══ Texte fourni

MILAN / ITALIE
MILAN (ITALIE) [15.02.17] - La Pinacothèque de Brera publie aujourd’hui un curieux compte-rendu sur la journée d’étude autour de la Judith tranchant la tête d’Holopherne de Toulouse. L’auteur du rapport confirme à demi-mots l’attribution au Caravage. Une confrontation sera prochainement organisée au Louvre.
Comme il l’avait promis lors du vernissage du Dialogue Intorno a Caravaggio en novembre dernier, le directeur de la Brera, James Bradburne, a organisé le 6 février 2016 une journée d’étude autour de Judith tranchant la tête d’Holopherne retrouvé en 2014 à Toulouse et « attribué à Caravage ».
De nombreuses informations au sujet de la journée d’études ont fuité sur les réseaux sociaux et le journal La Croix du 10 février a publié plusieurs éléments qui se trouvaient dans le brouillon du compte rendu rédigé par Keith Christiansen, chef d’orchestre de l’évènement et par ailleurs directeur des peintures européennes au MET de New York.
La Brera a beaucoup tergiversé sur le contenu du document, mais aussi sur la date de publication – le jour de la Saint-Valentin ne semblait pas opportun par exemple selon l’attachée de presse –, mais rend finalement public le rapport aujourd’hui… mais pas la liste des participants. Ce dernier point est assez surprenant car plusieurs jeunes spécialistes de l’artiste qui se sont récemment distingués par des publications très sérieuses n’ont pas été conviés comme les très respectés Giuseppe Porzio, Tomaso Montanari ou Maria Cristina Terzaghi, qui l’ont confirmé au Journal des Arts, tandis que Francesca Cappelletti, était invitée mais elle n’y a pas assisté.
Les résultats des analyses réalisées en 2015 par le laboratoire des musées de France sont mystérieusement conservés sous le sceau du secret et on peut se demander pourquoi les deux conservateurs du Musée du Louvre et Marie-Christine Labourdette, directrice du Service des Musées de France, présents à Milan, ne les ont pas partagés avec leurs collègues lors de la journée d’étude. Claudio Falcucci et Rossella Vodret ont été plus diserts et ont présenté le matin les premières conclusions des prélèvements qu’ils ont été autorisés à faire sur le tableau.
Pour Rossella Vodret, ancienne grande dame des musées romains, qui a consacré presque toute sa carrière aux problématiques caravagesques et qui prépare en ce moment la prochaine exposition milanaise, l’utilisation d’une préparation rouge est caractéristique des tableaux de l’artiste réalisés à Naples et la technique du tableau est tout à fait emblématique du travail de Caravage à l’exception des rides de la vieille servante. En comparant les radiographies du tableau de Toulouse avec celles de la copie conservée à la Banque Intesa Sao Paolo à Naples, elle a montré que les deux tableaux ont été peints simultanément puisque dans les deux compositions Judith tournait à l’origine le regard vers Holopherne et les yeux de la servante étaient beaucoup plus volumineux. Avec prudence, elle a expliqué que la préparation pale sur laquelle les rides de la servante sont peintes pourrait s’expliquer par l’intervention d’un autre artiste.

════
══ Données extraites

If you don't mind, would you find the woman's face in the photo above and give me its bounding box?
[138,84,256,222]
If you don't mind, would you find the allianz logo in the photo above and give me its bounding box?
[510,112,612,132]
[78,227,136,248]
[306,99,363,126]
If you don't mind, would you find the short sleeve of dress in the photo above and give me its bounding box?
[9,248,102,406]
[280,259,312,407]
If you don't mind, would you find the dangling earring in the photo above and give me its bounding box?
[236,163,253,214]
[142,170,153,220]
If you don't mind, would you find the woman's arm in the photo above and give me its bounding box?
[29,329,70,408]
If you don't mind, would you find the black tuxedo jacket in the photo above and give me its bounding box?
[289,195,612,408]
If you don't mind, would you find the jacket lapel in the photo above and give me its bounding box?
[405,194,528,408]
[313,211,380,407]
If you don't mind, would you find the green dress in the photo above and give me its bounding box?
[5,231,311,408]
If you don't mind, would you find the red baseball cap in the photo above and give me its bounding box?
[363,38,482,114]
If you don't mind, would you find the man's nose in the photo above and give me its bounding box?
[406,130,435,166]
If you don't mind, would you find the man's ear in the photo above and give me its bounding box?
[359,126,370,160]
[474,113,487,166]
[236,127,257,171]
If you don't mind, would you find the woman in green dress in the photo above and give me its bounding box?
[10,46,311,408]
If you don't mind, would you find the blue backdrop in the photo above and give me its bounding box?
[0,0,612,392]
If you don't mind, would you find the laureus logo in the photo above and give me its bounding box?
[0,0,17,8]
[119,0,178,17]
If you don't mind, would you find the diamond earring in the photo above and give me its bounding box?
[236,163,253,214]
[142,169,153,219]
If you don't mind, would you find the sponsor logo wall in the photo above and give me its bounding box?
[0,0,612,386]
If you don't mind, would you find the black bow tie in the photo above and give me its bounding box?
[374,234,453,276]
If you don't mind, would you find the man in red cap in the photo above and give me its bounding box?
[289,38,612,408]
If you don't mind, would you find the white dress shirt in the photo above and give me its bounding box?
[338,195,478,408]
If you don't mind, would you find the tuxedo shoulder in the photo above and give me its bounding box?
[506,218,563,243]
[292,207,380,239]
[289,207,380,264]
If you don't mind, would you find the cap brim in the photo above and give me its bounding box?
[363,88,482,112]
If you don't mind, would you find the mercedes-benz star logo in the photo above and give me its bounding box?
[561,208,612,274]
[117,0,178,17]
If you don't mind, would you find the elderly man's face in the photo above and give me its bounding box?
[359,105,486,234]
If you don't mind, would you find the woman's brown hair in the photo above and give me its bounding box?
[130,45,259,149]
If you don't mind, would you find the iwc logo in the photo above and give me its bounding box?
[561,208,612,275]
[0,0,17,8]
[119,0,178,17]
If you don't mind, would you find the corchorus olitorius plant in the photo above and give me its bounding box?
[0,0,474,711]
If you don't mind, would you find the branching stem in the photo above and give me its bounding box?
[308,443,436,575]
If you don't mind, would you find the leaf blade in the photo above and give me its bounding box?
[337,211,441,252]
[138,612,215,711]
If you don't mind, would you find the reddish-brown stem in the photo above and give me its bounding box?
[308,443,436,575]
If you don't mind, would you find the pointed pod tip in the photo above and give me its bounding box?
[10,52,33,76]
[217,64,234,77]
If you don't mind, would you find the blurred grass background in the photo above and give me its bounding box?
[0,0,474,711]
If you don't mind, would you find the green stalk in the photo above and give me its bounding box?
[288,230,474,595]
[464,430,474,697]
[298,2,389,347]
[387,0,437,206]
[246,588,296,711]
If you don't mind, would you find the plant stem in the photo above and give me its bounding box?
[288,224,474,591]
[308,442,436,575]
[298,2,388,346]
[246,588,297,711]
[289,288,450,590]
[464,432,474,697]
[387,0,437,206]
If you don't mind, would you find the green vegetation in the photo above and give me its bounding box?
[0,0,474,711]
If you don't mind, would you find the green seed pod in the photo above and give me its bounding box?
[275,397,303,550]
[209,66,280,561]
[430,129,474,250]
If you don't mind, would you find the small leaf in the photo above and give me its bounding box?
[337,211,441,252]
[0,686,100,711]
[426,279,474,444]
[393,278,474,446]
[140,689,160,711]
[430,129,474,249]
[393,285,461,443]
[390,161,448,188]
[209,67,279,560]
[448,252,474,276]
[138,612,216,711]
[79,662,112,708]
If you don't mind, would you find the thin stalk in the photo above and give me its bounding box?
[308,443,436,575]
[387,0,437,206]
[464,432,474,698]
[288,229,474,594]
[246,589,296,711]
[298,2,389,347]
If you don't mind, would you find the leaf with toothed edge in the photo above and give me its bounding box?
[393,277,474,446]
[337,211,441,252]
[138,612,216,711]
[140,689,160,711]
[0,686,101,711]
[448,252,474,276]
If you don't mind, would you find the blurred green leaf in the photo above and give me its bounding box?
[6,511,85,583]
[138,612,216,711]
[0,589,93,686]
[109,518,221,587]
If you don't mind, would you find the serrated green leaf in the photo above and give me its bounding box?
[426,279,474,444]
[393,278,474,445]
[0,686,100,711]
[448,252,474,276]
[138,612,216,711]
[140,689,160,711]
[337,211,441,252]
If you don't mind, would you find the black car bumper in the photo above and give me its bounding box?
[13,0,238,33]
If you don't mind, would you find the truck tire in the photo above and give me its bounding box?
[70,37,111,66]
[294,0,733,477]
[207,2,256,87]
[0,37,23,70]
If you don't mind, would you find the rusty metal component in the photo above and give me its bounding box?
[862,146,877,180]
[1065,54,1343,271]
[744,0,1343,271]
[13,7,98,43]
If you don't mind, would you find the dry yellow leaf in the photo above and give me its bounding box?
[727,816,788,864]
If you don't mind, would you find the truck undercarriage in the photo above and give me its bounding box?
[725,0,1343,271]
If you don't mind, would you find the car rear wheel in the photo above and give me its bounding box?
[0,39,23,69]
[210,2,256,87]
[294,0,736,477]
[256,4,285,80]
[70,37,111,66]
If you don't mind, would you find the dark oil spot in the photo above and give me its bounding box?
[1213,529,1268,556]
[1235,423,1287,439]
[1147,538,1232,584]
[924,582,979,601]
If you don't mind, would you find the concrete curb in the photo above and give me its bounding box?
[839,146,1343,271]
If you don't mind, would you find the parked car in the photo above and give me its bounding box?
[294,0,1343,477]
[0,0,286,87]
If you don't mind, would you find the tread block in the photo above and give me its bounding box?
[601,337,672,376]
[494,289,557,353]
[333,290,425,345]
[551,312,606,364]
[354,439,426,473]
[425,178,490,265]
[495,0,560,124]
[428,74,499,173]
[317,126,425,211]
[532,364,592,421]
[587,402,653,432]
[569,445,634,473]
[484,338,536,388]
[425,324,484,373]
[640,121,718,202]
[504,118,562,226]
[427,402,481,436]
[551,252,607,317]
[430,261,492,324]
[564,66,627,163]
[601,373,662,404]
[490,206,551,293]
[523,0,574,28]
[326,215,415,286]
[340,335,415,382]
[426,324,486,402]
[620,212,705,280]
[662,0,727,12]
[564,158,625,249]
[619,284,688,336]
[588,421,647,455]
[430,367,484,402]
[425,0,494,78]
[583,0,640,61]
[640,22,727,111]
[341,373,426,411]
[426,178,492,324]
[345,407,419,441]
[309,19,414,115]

════

== Consigne A ==
D'après le texte fourni, qui a rédigé le compte rendu de la journée d'étude sur la Judith de Toulouse ?
== Consigne B ==
Reproduisez s'il vous plaît sous forme de liste numérotée, sans les lignes vides, le passage des rangées qui commence à la ligne contenant "If you don't mind, would you find the car" et se termine à la ligne contenant "[0,0,286,87]", ces deux lignes comprises.

== Résultat attendu A ==
Keith Christiansen, directeur des peintures européennes au MET de New York.

== Résultat attendu B ==
1. If you don't mind, would you find the car rear wheel in the photo above and give me its bounding box?
2. [0,39,23,69]
3. [210,2,256,87]
4. [294,0,736,477]
5. [256,4,285,80]
6. [70,37,111,66]
7. If you don't mind, would you find the dark oil spot in the photo above and give me its bounding box?
8. [1213,529,1268,556]
9. [1235,423,1287,439]
10. [1147,538,1232,584]
11. [924,582,979,601]
12. If you don't mind, would you find the concrete curb in the photo above and give me its bounding box?
13. [839,146,1343,271]
14. If you don't mind, would you find the parked car in the photo above and give me its bounding box?
15. [294,0,1343,477]
16. [0,0,286,87]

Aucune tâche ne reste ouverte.